GOAL A:
In the laissez-faire essay, shorten the paragraph beginning "The Federal Government, during 1865 to 1900" while keeping its main facts.
GOAL B:
Carry the laissez-faire essay forward from its final sentence.

* BEGIN EXCERPTED PASSAGE *

Laissez-Faire, Sil-Vous Plâit

Laissez-faire was the premier economic philosophy which was widely accepted between 1865 and 1900. Laissez-faire is defined as “an economic doctrine that opposes governmental regulation of or interference in commerce beyond the minimum necessary for a free-enterprise system to operate according to its own economic laws (note 1).” And while laissez-faire was widely accepted the Federal Government involved itself in the regulating of businesses and economic practices through a series of policies. And so, “Let us inquire for a moment what are the proper functions of government, and how far…it may interfere with the natural laws governing commerce, manufactures, and agriculture,” to quote Daniel Knowlton before a Senate Committee on Education and Labor.

The Federal Government, during 1865 to 1900, introduced policies that went against the laissez-faire way of thinking. The termination of land grants to any corporation, the Interstate Commerce Act of 1887, and the Sherman Anti-Trust Act of 1890 were all ways for the government to regulate trade through out the United States. There were separate reasons for each act and sometimes the original intent did not go very far.

Land grants given to the booming railroads during the reconstruction period after the Civil War spurred development westward. The railroads would develop the land given to them by the government and bring settlers to the areas where stations sprang up. However, where the railroads went their problems followed: taxation, price discrimination, and monopolies being the main ones. At a National Agricultural Congress, farmer’s representatives passed a resolution saying, “...We recognize the railways of the country as an effectual means of developing its agricultural resources...We have in times fostered and aided them...but a fair degree of reciprocity...suggest that corporations...should...endeavor to subserve the interest of the country through which they pass, by charging fair rates of freights, and by the equitable and just treatment of all localities along their lines.” The previous statement shows that the corporations exuded considerable power over the folk that relied on their transportation and land. “The people are groaning under the burden of taxation heaped upon them by reckless and willful legislation upon the part of their Representatives, who have given to unscrupulous corporations lands, bonds, and money…” J.K Lutterell of California said this in a speech to the House of Representatives in 1878, meaning the people have suffered for the negligible giving of the government. This was part of the reason the government stopped federal land grants to corporations.

Another part is, in 1870, the United States central government hand a $2.4 billion Debt Outstanding. Part of that debt was believed to come from the frivolous giving of land grants to many private and public companies. The land grant policy of the United States towards the railroads ended in 1876 when a resolution was passed by Congress to end any non-imperative outpouring of government “money, bonds, public lands, or indorsement.” This resolution did not interfere extensively with the railroad corporations—they still worked on their millions—however the interference was just enough to violate the laissez-faire economic philosophy.

* END EXCERPTED PASSAGE *
* BEGIN PROVIDED INFORMATION *

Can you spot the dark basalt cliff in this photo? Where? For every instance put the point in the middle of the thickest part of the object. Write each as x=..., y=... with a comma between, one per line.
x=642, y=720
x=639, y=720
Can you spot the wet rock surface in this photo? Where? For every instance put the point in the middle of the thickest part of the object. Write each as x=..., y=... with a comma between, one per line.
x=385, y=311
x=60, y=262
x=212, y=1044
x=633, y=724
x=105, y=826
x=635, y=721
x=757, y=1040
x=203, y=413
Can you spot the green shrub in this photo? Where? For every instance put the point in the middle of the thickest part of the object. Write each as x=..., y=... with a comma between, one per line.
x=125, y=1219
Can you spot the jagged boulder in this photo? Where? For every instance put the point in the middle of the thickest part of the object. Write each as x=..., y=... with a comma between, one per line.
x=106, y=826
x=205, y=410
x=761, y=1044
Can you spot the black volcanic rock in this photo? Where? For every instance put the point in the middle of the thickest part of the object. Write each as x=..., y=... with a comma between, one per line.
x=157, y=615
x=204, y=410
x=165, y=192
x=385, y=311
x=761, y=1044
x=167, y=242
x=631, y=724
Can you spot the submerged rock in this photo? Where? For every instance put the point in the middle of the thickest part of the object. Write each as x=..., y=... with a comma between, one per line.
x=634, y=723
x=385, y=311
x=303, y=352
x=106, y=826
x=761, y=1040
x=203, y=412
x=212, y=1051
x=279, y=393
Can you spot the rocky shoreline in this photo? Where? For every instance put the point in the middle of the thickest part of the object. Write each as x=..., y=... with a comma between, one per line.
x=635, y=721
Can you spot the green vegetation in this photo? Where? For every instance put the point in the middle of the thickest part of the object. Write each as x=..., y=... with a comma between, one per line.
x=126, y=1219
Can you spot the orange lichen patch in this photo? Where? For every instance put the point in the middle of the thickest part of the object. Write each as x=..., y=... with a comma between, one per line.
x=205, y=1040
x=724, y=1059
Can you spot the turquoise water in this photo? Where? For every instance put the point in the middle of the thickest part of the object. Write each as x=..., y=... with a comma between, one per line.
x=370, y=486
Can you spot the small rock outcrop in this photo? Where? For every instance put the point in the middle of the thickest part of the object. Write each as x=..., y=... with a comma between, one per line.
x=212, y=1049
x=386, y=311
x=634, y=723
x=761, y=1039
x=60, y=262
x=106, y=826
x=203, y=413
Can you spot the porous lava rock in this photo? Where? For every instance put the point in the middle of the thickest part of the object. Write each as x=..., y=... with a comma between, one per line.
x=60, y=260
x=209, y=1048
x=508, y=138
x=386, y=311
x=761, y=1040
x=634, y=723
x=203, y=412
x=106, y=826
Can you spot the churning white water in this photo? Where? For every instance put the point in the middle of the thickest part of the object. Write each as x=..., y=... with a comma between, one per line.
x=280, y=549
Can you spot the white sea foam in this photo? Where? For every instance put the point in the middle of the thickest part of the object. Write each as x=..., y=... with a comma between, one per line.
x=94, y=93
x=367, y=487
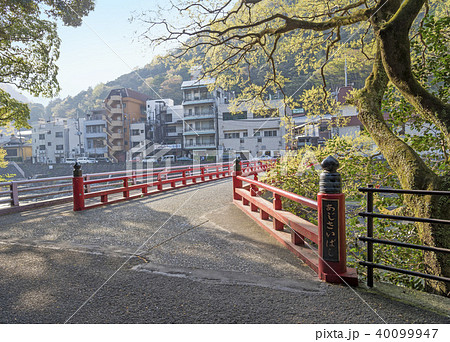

* END PROVIDED INFORMATION *

TASK RESULT A:
From 1865 to 1900, the Federal Government adopted policies that ran against laissez-faire thinking. Ending land grants to corporations, the Interstate Commerce Act of 1887, and the Sherman Anti-Trust Act of 1890 all regulated trade across the United States. Each act had its own reasons, and its original intent sometimes went only a short way.

TASK RESULT B:
The second main act of the federal government to regulate corporations was the Interstate Commerce Act of 1887. This act resolved that railway charges must “be reasonable and just,” price inequity was unlawful between customers and different locations, “pooling of freights” between different companies was unlawful, and the Interstate Commerce Commission was created. The Interstate Commerce Commission (ICC) was, “created to aid in bringing about great and salutary measures of improvement to the evils of vast businesses that now exist,” as stated in the First Annual Report of the ICC. The main reason for the creation of this resolution was to regulate the railroad companies and prevent monopolies from being cultivated. “It has become apparent that the recognized laws of trade operate but imperfectly at best in regulating the use made of these modern thoroughfares by those who thus both own and monopolize them,” was said by Charles Francis Adams Jr. in Railroads: Their Origin and Problems. New laws were needed to order the new corporations being created by the further industrialization of America. “The United States has the most efficient railway service and the lowest rates known in the world…but the railroad’s effect has been to build up the strong at the expense of the weak…” said a Senate Committee on Interstate Commerce. When monopolies existed and grew, the people lost economically. Therefore the control of the industries must be in the hand of the government.

Although the Interstate Commerce Act was meant to regulate railroads and other major businesses, the ICC’s First Annual Report stated, “The ICC operated directly to increase railroad earnings, especially in the cutting off of free passes on interstate passenger traffic, and in putting an end to rebates, drawbacks, and special rates upon freight business.” Thus, even though there was more regulation, the railroad still prospered. Plainly speaking, this act did not reach very far.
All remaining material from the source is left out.